やること:
A: 星と細胞の死についての文章から、「細胞の死には、二種類の死に方」から「ローシスを起こした少年の足。」までをそのまま引用してください。
B: 星と細胞の死についての文章を読んで、次の問いに答えてください。
(i) 宇宙の歴史は何年といわれていますか。
(ii) 人間の体の細胞は、いくつの集合体だと書かれていますか。
(iii) 受動的な死と呼ばれる細胞の死に方は何ですか。
C: 星と細胞の死についての文章の続きを、最後の文のあとから書き進めてください。
----- ページの抜粋
2013年5月14日火曜日

生き様死に様

星の誕生と死(NASA提供)

人間も世界も小宇宙である。その源である大宇宙では時空を超えて多くの星が生まれては消えていく。進化した星は星の死(爆発)という手段で新しい元素を宇宙空間に作り出す。
150億年といわれる宇宙の歴史は星の誕生と死の繰り返しでもある。生命体としての人類の歴史の長さとは隔たりはあるものの 、両者の存在と無を繰り返す営みはどこか人間と似てないだろうか?人間の体の細胞も無数(60兆)の集合体である。 その個々の細胞にも、主人である人間と同じように、死の時がやってくる。

              アポトーシス                                    ネフローシス


細胞の死には、二種類の死に方があると言われており、ひとつは、細胞自身が外的な環境の変化によって、仕方なく死を迎えてしまうネフローシス(受動的な死)という死に方と、もう一つは、アポトーシス(能動的な死=プログラムされた死)と呼ばれる死に方である。 画像左はアポトーシスを起こした瞬間の細胞、右は毒蛇に噛まれて壊死したネフローシスを起こした少年の足。
----------
----- 記録の抜粋
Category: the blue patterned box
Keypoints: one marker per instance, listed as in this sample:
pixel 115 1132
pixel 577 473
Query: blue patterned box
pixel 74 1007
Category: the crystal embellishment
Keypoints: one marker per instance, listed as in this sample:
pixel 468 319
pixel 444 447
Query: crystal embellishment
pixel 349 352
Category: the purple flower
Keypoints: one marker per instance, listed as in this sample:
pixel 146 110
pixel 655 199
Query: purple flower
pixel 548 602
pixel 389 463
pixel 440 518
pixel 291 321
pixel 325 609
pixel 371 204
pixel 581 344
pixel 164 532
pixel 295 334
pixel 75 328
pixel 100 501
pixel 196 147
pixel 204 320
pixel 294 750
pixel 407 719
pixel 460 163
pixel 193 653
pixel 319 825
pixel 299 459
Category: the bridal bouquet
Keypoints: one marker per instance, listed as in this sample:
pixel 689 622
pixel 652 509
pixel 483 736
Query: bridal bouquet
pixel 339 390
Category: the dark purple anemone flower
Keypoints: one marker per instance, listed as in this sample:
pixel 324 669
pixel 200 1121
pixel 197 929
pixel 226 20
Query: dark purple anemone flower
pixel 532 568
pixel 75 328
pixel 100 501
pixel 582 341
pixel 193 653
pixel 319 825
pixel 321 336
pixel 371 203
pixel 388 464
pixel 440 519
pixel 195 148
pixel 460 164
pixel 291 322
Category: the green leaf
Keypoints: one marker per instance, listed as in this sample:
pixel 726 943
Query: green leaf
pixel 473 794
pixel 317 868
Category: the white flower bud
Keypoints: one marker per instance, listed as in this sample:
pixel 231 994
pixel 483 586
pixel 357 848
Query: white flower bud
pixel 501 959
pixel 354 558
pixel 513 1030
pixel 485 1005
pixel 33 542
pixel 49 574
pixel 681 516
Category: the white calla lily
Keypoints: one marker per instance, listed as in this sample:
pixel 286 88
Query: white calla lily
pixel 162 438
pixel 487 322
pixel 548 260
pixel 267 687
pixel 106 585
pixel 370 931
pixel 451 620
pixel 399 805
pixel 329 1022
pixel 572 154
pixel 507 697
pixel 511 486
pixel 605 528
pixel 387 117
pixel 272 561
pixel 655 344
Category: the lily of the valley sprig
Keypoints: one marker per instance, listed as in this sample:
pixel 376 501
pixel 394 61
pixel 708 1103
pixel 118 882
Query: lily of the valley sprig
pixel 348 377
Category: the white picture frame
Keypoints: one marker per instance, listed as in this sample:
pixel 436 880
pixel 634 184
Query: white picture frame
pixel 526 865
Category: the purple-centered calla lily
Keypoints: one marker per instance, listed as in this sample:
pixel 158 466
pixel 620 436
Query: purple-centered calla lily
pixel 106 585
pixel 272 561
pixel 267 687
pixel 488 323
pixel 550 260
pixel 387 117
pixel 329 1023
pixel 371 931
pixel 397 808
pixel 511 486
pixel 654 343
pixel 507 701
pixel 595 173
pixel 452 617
----------
回答:
A:
細胞の死には、二種類の死に方があると言われており、ひとつは、細胞自身が外的な環境の変化によって、仕方なく死を迎えてしまうネフローシス(受動的な死)という死に方と、もう一つは、アポトーシス(能動的な死=プログラムされた死)と呼ばれる死に方である。 画像左はアポトーシスを起こした瞬間の細胞、右は毒蛇に噛まれて壊死したネフローシスを起こした少年の足。

B:
(i) 150億年
(ii) 60兆
(iii) ネフローシス

C:
アポトーシスとは、細胞が、新しい細胞や主人である生命そのものの成長のために、自ら積極的に死を選ぶような現象である。その時、細胞は、自分自身で自らを殺すための遺伝子にスイッチを入れるらしい。例えば、胎児の手は、丸い肉のかたまりとして成長し、その中の細胞が死んで脱落することによって手の形ができてくる。しかも脱落した細胞は、マクロファージという食細胞によって食べられて、跡形もなく無くなってしまう。これがアポトーシスの完璧な死の姿である。自分が死ぬことで、全体の成長を助けているのだ。
生体は生まれてから成長する過程で、不要になった細胞や害になった細胞を取り除く機構を持っている。また、成長した後も、生体を維持する上で老化した細胞やウイルスに感染したり、がん化した細胞を取り除く機構を備えていて、不要となった細胞を取り除く機構は、「アポトーシス(プログラム細胞死)」と呼ばれている。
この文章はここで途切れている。